** Provided passage **
CHEKing In: Will Local TV News Survive the Digital Revolution?

Monday Magazine | January 31, 2008
Your Island’s own CHEK News” may need a new motto come fall 2008. That’s when the real-life backdrop that sets the scene behind CHEK-TV’s ever-chipper news anchors will become a work of digital wizardry as parent company CanWest MediaWorks Inc. shifts production of local newscasts across the country to four “state-of-the-art” broadcast centres.

Richard Konwick, president of Communications, Energy and Paperworkers (CEP) Local 815, the union representing approximately 85 CanWest employees on Vancouver Island, says 15 full time CHEK-TV workers could see their positions slashed as Leonard Asper’s media monster simultaneously trims expenses and enters the digital age by introducing computer-generated sets and remote-operated cameras—a move that will transfer technical production aspects of Victoria newscasts to Vancouver. Moreover, red flags are being raised by the CEP that broadcasting newscasts from outside local stations contravenes the terms of CanWest’s station licenses.

A comprehensive November 9, 2007 complaint filed by CEP vice-president of media Peter Murdoch to the Canadian Radio-television Telecommunications Commission (CRTC) summarizes the situation in one fundamental criticism: “To the best of CEP’s knowledge, the current terms and conditions under which most CanWest stations operate are set out in CRTC decisions from 2000 and 2001. CEP submits that by removing production responsibility and decision-making authority about its local newscasts from its television stations, CanWest is now, and will continue to be, operating in breach of these decisions. It is essentially transforming these undertakings from originating programming stations operated for the benefit of local communities by employees located in those communities, into something entirely different.”

The CanWest plan was first unveiled to the public in an October 4 press release laden with the typical corporate euphemisms that accompany any round of job cuts: “Streamlining local production enables stronger focus on local content generation, generates substantial operational efficiencies.”

An internal memo circulated to CanWest staff the same day—complete with a “Not to be distributed outside of CanWest” caveat—describes those operational efficiencies in detail, including the installation of high definition cameras to be controlled from the Vancouver Broadcast Centre.

Stage lighting, microphone levels and teleprompters will also be controlled from the broadcast centre, as will the generation of virtual sets and graphics, while local news anchors will deliver the day’s stories in front of a green screen taking cues from a director in Vancouver. Stories edited in Victoria will be sent via broadband connection to the broadcast centre, along with suggestions from the local producer about the best order to run the stories, where it will be assembled into a consumable package, sent to CanWest master control in Calgary before being flung back to Victoria viewers.

CHEK-TV news director Rob Germain takes exception to the bleak picture painted by the communication workers union.

** Set problem **
According to the CHEK-TV article, how many full-time CHEK-TV workers could see their positions cut?

** Supplied data **

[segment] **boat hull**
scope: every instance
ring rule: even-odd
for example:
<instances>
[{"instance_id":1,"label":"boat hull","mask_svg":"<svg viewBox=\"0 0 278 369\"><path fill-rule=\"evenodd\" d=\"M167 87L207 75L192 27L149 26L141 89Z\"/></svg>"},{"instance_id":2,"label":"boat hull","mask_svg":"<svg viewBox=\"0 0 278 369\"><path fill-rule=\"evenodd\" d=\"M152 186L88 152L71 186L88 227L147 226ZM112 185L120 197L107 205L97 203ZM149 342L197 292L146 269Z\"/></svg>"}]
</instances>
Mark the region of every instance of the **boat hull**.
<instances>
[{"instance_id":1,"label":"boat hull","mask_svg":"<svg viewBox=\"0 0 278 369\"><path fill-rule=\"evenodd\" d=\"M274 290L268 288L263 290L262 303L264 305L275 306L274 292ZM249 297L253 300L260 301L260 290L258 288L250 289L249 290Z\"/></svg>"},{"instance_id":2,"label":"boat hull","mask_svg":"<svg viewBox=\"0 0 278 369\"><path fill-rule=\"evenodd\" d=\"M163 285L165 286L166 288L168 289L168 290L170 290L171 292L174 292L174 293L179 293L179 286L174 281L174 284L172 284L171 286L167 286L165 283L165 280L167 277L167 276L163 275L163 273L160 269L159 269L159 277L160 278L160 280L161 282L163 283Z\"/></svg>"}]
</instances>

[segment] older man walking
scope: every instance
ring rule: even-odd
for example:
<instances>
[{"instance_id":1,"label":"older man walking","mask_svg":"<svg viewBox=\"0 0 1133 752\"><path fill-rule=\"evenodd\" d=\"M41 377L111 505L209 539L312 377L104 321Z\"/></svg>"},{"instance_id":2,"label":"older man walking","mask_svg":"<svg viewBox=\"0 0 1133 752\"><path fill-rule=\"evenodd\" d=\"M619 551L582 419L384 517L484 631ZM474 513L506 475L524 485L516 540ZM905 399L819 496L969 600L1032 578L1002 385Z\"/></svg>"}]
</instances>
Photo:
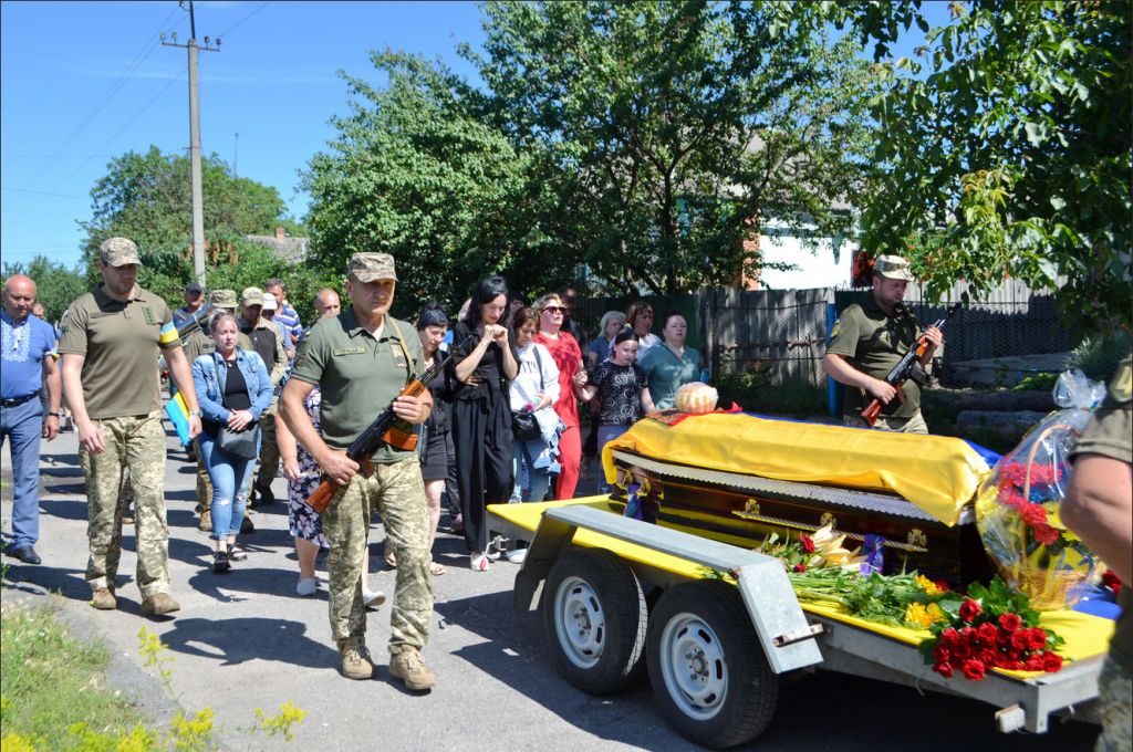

** Answer in full **
15